» **Work item**:
Give the records once more, exactly as they stand.
### Material supplied ###
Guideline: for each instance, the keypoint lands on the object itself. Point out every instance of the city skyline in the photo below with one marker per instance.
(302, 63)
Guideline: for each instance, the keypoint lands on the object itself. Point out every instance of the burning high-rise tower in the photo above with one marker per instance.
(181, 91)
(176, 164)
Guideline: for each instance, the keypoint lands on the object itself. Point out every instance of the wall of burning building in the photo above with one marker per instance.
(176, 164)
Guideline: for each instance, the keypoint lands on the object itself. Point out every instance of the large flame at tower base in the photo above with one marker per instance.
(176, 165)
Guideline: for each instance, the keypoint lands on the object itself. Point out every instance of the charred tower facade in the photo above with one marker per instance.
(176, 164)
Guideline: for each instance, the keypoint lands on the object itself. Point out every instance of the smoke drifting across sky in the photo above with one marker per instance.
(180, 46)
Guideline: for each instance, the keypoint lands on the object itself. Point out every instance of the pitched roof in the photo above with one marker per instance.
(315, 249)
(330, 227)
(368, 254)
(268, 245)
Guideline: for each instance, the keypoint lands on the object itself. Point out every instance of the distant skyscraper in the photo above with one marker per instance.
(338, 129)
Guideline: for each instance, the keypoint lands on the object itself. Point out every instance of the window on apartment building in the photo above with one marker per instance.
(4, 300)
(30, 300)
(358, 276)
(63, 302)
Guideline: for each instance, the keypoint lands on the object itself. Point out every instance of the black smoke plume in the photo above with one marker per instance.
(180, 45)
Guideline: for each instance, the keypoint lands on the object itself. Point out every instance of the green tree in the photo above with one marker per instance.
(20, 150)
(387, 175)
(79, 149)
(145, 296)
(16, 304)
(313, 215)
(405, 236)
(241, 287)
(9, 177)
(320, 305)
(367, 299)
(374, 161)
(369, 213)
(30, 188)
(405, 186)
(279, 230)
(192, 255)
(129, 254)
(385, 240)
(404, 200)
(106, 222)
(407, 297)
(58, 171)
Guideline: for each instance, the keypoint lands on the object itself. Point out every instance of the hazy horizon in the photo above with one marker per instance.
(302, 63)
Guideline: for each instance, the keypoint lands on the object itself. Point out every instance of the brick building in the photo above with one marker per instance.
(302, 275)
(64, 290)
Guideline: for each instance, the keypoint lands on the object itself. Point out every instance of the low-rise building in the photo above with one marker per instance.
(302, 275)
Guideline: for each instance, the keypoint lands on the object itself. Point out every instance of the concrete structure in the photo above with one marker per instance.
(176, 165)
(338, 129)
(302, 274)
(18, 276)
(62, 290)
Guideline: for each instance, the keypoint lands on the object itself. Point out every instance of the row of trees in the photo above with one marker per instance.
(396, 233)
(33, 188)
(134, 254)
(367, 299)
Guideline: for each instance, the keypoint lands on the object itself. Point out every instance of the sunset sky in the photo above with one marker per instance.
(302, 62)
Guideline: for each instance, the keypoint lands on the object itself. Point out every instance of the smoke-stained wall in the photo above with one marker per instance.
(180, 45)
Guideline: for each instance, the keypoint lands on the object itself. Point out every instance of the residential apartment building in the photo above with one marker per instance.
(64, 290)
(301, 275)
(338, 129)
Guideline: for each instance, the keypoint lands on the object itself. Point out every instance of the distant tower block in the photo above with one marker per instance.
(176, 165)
###
» **Solution for this exercise**:
Guideline: for each instance, the keypoint lands on the object itself. Point out every instance of the city skyline in the photo below with one marker per instance.
(302, 63)
Guideline: for each instance, the keypoint lands on the object itself. Point out every instance of the burning high-rise tower in the photo above with one marker per instance.
(181, 91)
(176, 164)
Guideline: for each instance, the keypoint lands on the object itself. Point out every instance of the wall of burning building in the photo above with one marker per instance.
(176, 164)
Guideline: for each instance, the keypoint lands on the object itself. Point out every instance of the large flame at tower base in the photo above with one marker per instance.
(176, 165)
Guideline: for each instance, the keypoint lands on the object itself. Point out every instance of the charred tower facade in the photo above with one marker per instance.
(176, 164)
Guideline: for each instance, the keypoint lands on the object itself. Point out every instance of the smoke drifting across sky in the photo above with one marker per instance.
(180, 46)
Guideline: for each instance, the keypoint lands on the object itself. Point out every instance of the pitched roof in the photo above with one marker per instance.
(315, 249)
(330, 227)
(368, 254)
(268, 245)
Guideline: for each instance, the keypoint lands on the object itself. Point out every instance of the distant skyscraper in the photo above with one marker per instance.
(338, 129)
Guideline: for each instance, the keypoint lands on the object itself. Point out every instance of the window on apartment building in the photo above with one marker per instance.
(4, 300)
(30, 300)
(358, 276)
(63, 302)
Guideline: for each instance, the keypoint lands on the object itself. Point out every instance of the black smoke plume in the photo above with one marker per instance.
(180, 45)
Guideline: for each instance, the keypoint lands on the object itself. Point out every instance of the green tree in the photo above with one marker per instance.
(20, 150)
(387, 175)
(79, 149)
(145, 296)
(16, 304)
(313, 215)
(405, 236)
(241, 287)
(9, 177)
(320, 305)
(367, 299)
(374, 161)
(369, 213)
(30, 188)
(405, 186)
(279, 230)
(192, 255)
(129, 254)
(385, 240)
(404, 200)
(106, 222)
(407, 297)
(58, 171)
Guideline: for each instance, the keypoint lands on the object itself. Point out every instance of the hazy horizon in the photo above with one marker per instance.
(302, 63)
Guideline: for each instance, the keypoint lands on the object itself. Point out every instance of the brick building in the photo above with one marker per instance.
(302, 275)
(64, 290)
Guideline: for each instance, the keypoint lands on the object itself. Point out every instance of the low-rise building in the photo above with one marker per instance.
(302, 275)
Guideline: for each instance, the keypoint lands on the object itself. Point out every instance of the concrete structure in the photo above with one marker per instance.
(176, 165)
(338, 129)
(302, 274)
(18, 276)
(62, 290)
Guideline: for each instance, the keypoint lands on the object itself. Point out every instance of the row of trees in the photo above with one marker per instance.
(396, 233)
(33, 188)
(134, 254)
(367, 299)
Guideline: for each instance, the keypoint lands on the object itself. Point out every instance of the sunset sky in the photo above with one marker per instance.
(302, 62)
Guideline: for each instance, the keypoint lands on the object itself. Point out every instance of the smoke-stained wall in the photo above with one marker per instance.
(180, 45)
Guideline: for each instance, the keypoint lands on the object itself. Point out every instance of the residential apartment building in the photo above with one marker per instance.
(64, 290)
(301, 275)
(338, 129)
Guideline: for each instance, the keypoint lands on the object itself. Point out every instance of the distant tower block in the photo above with one marker per instance.
(176, 165)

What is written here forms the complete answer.